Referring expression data
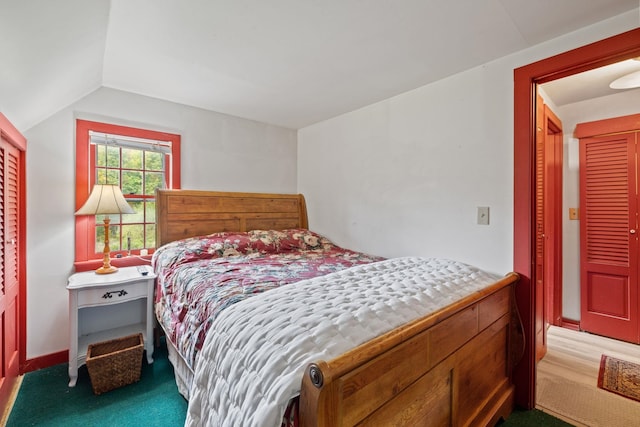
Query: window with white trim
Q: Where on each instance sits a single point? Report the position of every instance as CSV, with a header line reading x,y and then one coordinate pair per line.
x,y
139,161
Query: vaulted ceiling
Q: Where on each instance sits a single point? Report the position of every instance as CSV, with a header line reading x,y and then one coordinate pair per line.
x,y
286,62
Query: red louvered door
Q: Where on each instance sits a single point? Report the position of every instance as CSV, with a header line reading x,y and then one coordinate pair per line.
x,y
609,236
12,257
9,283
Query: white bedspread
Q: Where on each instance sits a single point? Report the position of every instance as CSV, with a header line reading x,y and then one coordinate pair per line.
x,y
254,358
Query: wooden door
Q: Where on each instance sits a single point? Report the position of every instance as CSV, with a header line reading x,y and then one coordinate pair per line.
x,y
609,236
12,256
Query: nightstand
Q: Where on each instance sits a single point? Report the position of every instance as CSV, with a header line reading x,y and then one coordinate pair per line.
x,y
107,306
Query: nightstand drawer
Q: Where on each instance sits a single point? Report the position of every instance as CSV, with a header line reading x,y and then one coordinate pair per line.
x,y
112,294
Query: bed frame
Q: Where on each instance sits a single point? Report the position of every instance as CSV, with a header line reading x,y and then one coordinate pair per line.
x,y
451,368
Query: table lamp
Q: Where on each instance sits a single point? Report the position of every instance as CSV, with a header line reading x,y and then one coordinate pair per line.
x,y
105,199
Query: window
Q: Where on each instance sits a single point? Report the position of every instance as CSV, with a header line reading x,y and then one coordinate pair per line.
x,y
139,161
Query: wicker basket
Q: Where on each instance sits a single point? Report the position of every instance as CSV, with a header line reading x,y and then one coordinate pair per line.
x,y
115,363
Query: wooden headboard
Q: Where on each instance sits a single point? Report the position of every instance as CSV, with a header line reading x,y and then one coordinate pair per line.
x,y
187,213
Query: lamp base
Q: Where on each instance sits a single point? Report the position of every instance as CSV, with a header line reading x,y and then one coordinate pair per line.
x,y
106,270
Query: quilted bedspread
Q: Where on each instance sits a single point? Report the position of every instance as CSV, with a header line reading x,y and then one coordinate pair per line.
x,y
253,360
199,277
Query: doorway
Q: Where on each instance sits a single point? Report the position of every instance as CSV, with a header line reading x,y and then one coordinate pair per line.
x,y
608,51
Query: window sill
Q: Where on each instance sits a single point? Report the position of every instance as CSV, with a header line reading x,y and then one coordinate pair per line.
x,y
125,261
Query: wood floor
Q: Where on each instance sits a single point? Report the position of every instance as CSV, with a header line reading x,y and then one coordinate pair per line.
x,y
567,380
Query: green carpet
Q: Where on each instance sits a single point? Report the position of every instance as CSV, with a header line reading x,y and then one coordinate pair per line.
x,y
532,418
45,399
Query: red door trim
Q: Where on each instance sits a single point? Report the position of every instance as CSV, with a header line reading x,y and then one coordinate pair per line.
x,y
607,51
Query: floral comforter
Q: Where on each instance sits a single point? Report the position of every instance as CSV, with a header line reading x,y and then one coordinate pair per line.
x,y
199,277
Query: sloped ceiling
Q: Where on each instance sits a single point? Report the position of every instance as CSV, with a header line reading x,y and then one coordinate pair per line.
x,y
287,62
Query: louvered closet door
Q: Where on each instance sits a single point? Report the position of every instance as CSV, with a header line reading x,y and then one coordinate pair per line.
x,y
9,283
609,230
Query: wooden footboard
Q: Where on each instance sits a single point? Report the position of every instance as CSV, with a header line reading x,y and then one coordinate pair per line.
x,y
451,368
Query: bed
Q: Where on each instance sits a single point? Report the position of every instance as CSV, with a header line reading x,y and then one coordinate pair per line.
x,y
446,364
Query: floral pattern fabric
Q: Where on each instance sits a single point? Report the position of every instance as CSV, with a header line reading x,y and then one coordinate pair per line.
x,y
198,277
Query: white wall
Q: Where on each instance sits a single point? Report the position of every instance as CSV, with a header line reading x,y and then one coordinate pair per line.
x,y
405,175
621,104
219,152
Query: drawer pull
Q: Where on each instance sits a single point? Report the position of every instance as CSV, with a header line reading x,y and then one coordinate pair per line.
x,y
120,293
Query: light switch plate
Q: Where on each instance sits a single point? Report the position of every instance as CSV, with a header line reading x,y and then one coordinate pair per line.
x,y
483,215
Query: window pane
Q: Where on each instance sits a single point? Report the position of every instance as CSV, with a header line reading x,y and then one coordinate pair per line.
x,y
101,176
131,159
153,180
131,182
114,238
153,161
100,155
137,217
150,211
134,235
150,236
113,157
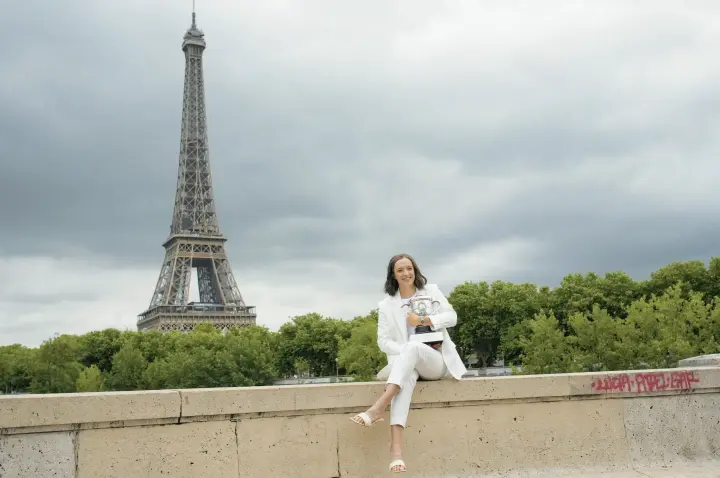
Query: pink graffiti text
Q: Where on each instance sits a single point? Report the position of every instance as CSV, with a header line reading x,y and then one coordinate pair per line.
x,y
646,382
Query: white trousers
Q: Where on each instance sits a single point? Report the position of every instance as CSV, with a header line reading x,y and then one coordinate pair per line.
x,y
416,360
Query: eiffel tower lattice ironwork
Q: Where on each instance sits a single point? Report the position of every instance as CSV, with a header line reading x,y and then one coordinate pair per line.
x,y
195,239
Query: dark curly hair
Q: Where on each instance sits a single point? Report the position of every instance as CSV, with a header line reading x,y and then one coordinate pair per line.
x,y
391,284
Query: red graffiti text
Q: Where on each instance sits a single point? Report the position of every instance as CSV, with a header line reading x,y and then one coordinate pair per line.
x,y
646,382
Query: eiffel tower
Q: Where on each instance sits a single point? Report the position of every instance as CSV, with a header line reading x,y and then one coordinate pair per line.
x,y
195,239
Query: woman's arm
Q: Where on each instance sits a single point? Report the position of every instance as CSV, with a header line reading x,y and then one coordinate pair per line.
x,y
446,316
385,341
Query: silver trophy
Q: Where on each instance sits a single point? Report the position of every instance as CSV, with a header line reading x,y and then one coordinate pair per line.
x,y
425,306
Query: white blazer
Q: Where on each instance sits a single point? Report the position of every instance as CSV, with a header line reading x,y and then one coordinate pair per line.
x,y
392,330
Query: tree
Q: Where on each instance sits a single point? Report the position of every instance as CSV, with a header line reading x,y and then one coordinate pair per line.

• [WHAT THE EXERCISE ASKS] Pictures should not appear in the copy. Write out exactly the lines above from the first one through the line that contains "Query: wooden door".

• [EXERCISE OUTPUT]
Query: window with white trim
Q: Where on each instance sits a single point? Report the position of every instance as CSV, with a header line reading x,y and then one coordinate pair per line.
x,y
139,161
Query: vaulted ceiling
Q: Where on each instance sits a single point? Report the position of every instance as CSV, with a header line reading x,y and then one coordinate pair per line.
x,y
286,62
Query: red louvered door
Q: Where on each instance sits a single point? Report the position of every instance as CSV, with a header line reading x,y and then one coordinate pair per line.
x,y
609,236
12,257
9,283
Query: white bedspread
Q: Where on each instance sits a single point? Report the position of every instance as CSV, with a header line reading x,y and then one coordinate pair per line.
x,y
254,358
Query: wooden door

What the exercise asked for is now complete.